▶ Work required
Revise the entries below by changing each occurrence of "drill" to "exercise" and leaving all other text unchanged. Omit the pictures from your output.

# START OF Material shown

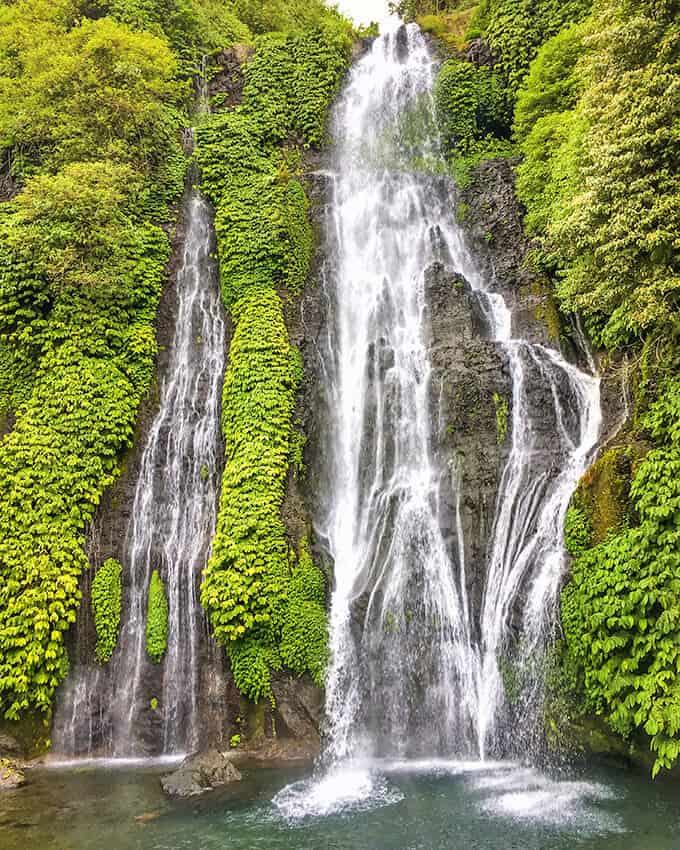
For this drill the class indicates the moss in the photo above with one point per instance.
(546, 310)
(451, 28)
(603, 493)
(501, 406)
(31, 732)
(106, 607)
(157, 619)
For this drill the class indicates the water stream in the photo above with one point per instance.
(415, 668)
(171, 528)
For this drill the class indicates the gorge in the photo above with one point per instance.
(336, 479)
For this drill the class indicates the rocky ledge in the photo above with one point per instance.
(200, 773)
(11, 776)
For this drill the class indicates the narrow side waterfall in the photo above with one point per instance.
(416, 660)
(170, 530)
(175, 509)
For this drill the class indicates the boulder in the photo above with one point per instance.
(10, 775)
(9, 746)
(200, 773)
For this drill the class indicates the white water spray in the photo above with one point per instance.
(171, 528)
(415, 669)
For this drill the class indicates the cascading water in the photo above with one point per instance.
(415, 661)
(175, 505)
(171, 528)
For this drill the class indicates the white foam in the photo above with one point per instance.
(342, 789)
(113, 763)
(529, 795)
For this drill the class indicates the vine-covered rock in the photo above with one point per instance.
(106, 607)
(157, 619)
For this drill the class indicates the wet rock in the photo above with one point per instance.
(11, 776)
(470, 378)
(479, 53)
(299, 704)
(9, 746)
(199, 774)
(493, 223)
(228, 82)
(402, 43)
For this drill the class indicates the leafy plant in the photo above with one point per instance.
(106, 607)
(157, 619)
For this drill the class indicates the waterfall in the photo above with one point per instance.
(170, 530)
(416, 663)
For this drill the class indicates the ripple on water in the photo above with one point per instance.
(341, 790)
(526, 794)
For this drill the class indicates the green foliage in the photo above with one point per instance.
(501, 405)
(89, 129)
(106, 607)
(94, 352)
(194, 28)
(253, 586)
(621, 610)
(106, 93)
(516, 29)
(304, 637)
(471, 106)
(599, 178)
(156, 619)
(268, 15)
(577, 530)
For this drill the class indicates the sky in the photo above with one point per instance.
(364, 11)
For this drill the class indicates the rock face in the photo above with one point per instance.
(492, 218)
(470, 379)
(11, 776)
(199, 774)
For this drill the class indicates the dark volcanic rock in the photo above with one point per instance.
(11, 776)
(9, 746)
(470, 377)
(200, 773)
(299, 704)
(493, 223)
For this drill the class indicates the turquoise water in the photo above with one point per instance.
(423, 807)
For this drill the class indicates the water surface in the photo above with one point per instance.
(431, 806)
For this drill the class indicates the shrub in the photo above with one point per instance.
(106, 607)
(157, 619)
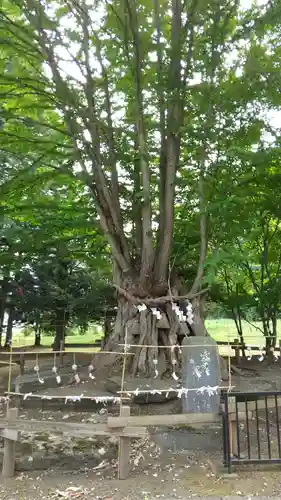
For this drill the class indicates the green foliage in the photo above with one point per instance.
(70, 122)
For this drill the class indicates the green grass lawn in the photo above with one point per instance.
(19, 340)
(225, 330)
(219, 329)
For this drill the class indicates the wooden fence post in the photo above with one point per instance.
(10, 438)
(124, 449)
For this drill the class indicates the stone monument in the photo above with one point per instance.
(201, 375)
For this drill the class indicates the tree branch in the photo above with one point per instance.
(147, 258)
(157, 301)
(172, 144)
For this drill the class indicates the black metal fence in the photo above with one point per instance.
(251, 428)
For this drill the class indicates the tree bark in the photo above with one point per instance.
(60, 329)
(9, 331)
(37, 341)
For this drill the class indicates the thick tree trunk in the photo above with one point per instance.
(37, 341)
(60, 329)
(150, 327)
(9, 331)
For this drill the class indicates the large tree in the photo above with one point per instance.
(139, 99)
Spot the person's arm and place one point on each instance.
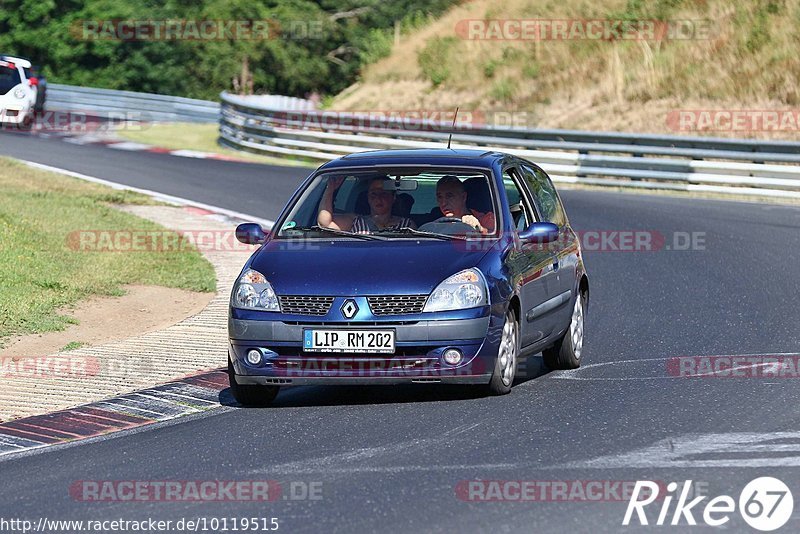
(473, 221)
(326, 218)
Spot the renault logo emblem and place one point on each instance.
(349, 308)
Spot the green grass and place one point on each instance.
(193, 136)
(40, 273)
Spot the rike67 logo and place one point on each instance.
(765, 504)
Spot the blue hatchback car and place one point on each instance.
(409, 266)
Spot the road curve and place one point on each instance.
(396, 459)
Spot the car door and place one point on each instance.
(536, 278)
(564, 251)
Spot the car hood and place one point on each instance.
(350, 268)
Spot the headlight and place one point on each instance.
(255, 293)
(463, 290)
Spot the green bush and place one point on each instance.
(435, 59)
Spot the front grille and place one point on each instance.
(305, 304)
(396, 304)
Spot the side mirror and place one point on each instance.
(251, 234)
(539, 233)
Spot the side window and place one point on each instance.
(545, 195)
(521, 213)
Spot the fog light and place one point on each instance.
(452, 356)
(253, 357)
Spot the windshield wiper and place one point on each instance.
(420, 233)
(324, 229)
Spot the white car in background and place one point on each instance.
(18, 92)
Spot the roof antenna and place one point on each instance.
(450, 138)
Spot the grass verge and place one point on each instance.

# END OF Material shown

▶ The completed task
For this exercise the class indicates the moss in the photo above with one point per instance.
(546, 310)
(451, 28)
(603, 493)
(501, 406)
(31, 732)
(106, 607)
(157, 619)
For this exercise the class indicates the water stream in the photo above with one point per instance.
(415, 668)
(171, 528)
For this exercise the class indicates the gorge in the photo above with one point per instance.
(336, 479)
For this exercise the class indicates the rocky ledge in the photo above with one point per instance.
(200, 773)
(11, 776)
For this exercise the class indicates the narrow side waterfall in the photo above with one point per instance.
(416, 660)
(170, 530)
(175, 509)
For this exercise the class indicates the boulder in the photo above with one point per instance.
(10, 775)
(9, 746)
(200, 773)
For this exercise the class indicates the white water spray in the photo above with one point per instance.
(171, 528)
(415, 669)
For this exercise the class indicates the cascading water in the photo above with one point per instance.
(415, 661)
(175, 505)
(171, 528)
For this exercise the class indicates the white foam in the photo above with one point per instance.
(342, 789)
(113, 763)
(529, 795)
For this exercise the class indicates the vine-covered rock in the photo above with one point per instance.
(106, 607)
(157, 619)
For this exercise the class indicates the wet rock in the photo above with one point per instance.
(11, 776)
(470, 378)
(479, 53)
(299, 704)
(9, 746)
(199, 774)
(493, 223)
(228, 82)
(402, 43)
For this exercise the class indicates the leafy plant in the photo above with one point per instance.
(106, 607)
(157, 619)
For this exercise the class indicates the waterfall in the photo above with one point per instance.
(170, 530)
(416, 663)
For this exercise the class indicates the ripple on water in the photo above with one point per instance.
(341, 790)
(526, 794)
For this exercise the class indicates the green foliage in the photo above with one point per instance.
(501, 405)
(89, 129)
(106, 607)
(94, 352)
(194, 28)
(253, 586)
(621, 610)
(106, 93)
(516, 29)
(304, 637)
(471, 106)
(599, 178)
(156, 619)
(268, 15)
(577, 530)
For this exercise the class indicates the sky in the photo above with one point per instance.
(364, 11)
For this exercise the class indicates the rock face in the photo above with one point per instance.
(492, 218)
(470, 379)
(11, 776)
(199, 774)
For this exercise the class indicates the dark volcanic rock in the photo above with one point per instance.
(11, 776)
(9, 746)
(470, 377)
(200, 773)
(299, 704)
(493, 223)
For this exercise the class indicates the turquoise water in the photo above with one point per instance.
(423, 807)
For this exercise the class indicates the water surface in the photo above with one point per instance.
(431, 806)
For this exercise the class indicates the shrub in the photo above with one point per instance.
(106, 607)
(157, 619)
For this exercise the class indicates the green foliage in the photo above with one point per instance.
(70, 122)
For this exercise the class indicates the green grass lawn in the photo above with one point per instance.
(19, 340)
(225, 330)
(219, 329)
For this exercise the class indicates the wooden fence post in the photo above with one point per instance.
(10, 438)
(124, 449)
For this exercise the class indicates the stone monument in the photo above with one point per instance.
(201, 375)
For this exercise the class indicates the tree branch in the photo above with one point per instance.
(147, 258)
(157, 301)
(172, 144)
For this exercise the class indicates the black metal fence in the photo above with one point per instance.
(251, 428)
For this exercise the class indicates the tree bark in the photo above with one point per instance.
(60, 329)
(9, 331)
(37, 341)
For this exercise the class indicates the thick tree trunk in the photo above with one point per instance.
(37, 341)
(60, 329)
(150, 327)
(9, 331)
For this exercise the class indicates the large tree in the photo above with one point per instance.
(139, 99)
Spot the person's arm and place one point on each instance.
(473, 221)
(326, 218)
Spot the renault logo emblem and place one point on each instance.
(349, 308)
Spot the green grass and place one point on each instance.
(193, 136)
(40, 273)
Spot the rike67 logo and place one point on each instance.
(765, 504)
Spot the blue hatchback car and place one point on each instance.
(409, 266)
Spot the road curve and place one point on each instance.
(396, 459)
Spot the car door and place one point on each instance.
(536, 278)
(564, 251)
Spot the car hood and place one point on each instance.
(350, 268)
Spot the headlight and place one point on each instance.
(255, 293)
(463, 290)
Spot the green bush and place one point on each instance.
(435, 59)
Spot the front grille and place one point on each instance.
(305, 304)
(396, 304)
Spot the side mirror and place one point on each instance.
(251, 234)
(539, 233)
Spot the side window and place one point on each instance.
(545, 195)
(521, 213)
Spot the fog light and place one point on each instance.
(452, 356)
(253, 357)
Spot the windshield wiper and place one point on each instance.
(420, 233)
(324, 229)
Spot the white car in background and place one point on each instance.
(18, 92)
Spot the roof antenna and place one point on each instance.
(450, 138)
Spot the grass verge and place one point on each instance.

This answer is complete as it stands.